Point labeling examples
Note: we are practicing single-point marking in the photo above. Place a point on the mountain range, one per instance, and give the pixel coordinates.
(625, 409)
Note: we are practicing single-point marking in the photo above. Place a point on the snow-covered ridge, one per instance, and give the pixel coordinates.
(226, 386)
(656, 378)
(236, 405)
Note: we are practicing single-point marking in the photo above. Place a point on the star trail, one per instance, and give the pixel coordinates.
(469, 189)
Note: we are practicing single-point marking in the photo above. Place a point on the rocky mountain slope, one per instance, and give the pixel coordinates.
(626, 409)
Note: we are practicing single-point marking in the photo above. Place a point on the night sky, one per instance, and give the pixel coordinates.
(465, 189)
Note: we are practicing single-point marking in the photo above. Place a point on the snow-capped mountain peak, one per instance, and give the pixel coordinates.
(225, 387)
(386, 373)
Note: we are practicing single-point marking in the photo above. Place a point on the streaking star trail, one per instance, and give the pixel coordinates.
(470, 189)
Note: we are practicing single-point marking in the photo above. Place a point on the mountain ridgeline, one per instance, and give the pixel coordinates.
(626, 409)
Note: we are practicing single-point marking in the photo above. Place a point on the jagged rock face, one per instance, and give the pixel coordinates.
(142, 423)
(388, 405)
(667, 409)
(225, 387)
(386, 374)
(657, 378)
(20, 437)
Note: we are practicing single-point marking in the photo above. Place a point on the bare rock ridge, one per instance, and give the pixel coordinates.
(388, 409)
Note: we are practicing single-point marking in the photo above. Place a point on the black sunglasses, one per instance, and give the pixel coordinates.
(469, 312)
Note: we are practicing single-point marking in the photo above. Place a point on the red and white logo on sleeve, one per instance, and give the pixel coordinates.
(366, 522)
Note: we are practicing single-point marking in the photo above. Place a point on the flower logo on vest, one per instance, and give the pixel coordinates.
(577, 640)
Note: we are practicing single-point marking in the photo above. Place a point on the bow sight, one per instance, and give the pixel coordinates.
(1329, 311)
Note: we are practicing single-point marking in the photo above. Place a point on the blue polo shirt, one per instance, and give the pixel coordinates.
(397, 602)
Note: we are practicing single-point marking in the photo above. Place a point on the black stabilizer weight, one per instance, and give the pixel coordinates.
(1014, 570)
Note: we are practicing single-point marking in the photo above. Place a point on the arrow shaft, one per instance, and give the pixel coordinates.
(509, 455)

INSTRUCTIONS TO FOLLOW
Copy out the material word for word and line for line.

SOLUTION TO THIS PROBLEM
Note: we are practicing single-point marking in the photo above. Place a point on the mountain range, one per instance, and give the pixel coordinates.
(625, 409)
Note: we are practicing single-point marking in the photo above. Place a point on the snow-covered ridge, one per instance, and give the pixel coordinates.
(226, 386)
(656, 378)
(236, 405)
Note: we are practicing single-point marking in the photo above. Place a point on the star trail, one per instance, and give the pixel coordinates.
(469, 189)
Note: we are practicing single-point marking in the photo above. Place a point on the rocky mountain slope, one per instance, and give the pixel coordinates.
(626, 409)
Note: we are practicing single-point marking in the photo above. Place a point on the night sky, one per instance, and give the pixel coordinates.
(465, 189)
Note: we are practicing single-point marking in the photo above. Place a point on the snow-capped mountain peak, one per instance, and give the pixel coordinates.
(225, 387)
(386, 373)
Note: we are practicing single-point marking in the photo above. Place a point on the streaking star trail, one per instance, and give the pixel coordinates.
(470, 189)
Note: we are practicing single-point marking in the photo above. Place a point on the mountain ridgeline, one per instance, and give the pixel coordinates.
(626, 409)
Note: we are practicing single-point marking in the photo above. Place a point on the jagged rock face, one per instance, and give the pixel coordinates.
(142, 423)
(388, 405)
(667, 409)
(225, 387)
(386, 374)
(657, 378)
(20, 437)
Note: we are practicing single-point marking in the photo above. Place a point on the bare rock ridge, one per instance, and give the pixel coordinates.
(388, 409)
Note: we are practicing single-point marking in the photo above. Place a point on the black sunglasses, one per instance, and give the pixel coordinates.
(469, 312)
Note: we are practicing single-point marking in the photo above. Place a point on the red and white logo on sleeve, one per instance, and give the pixel coordinates.
(366, 522)
Note: we are practicing single-point marking in the photo above. Place a point on the flower logo on vest, one per instance, and give the pixel coordinates.
(577, 640)
Note: we are practicing single-point marking in the photo above. Place a point on the bow sight, one per instance, and give the pixel coordinates.
(1329, 311)
Note: we are practicing single-point marking in the photo above. Place a point on the blue polo shirt, one per instance, and give the pixel coordinates.
(397, 602)
Note: we are practicing single-point marking in the photo above. Place a point on the black stabilizer weight, one per instance, and give the pixel coordinates.
(1014, 570)
Note: we are practicing single-point marking in the photo above. Place a point on the arrow shaft, one per instance, and give the pixel coordinates.
(509, 455)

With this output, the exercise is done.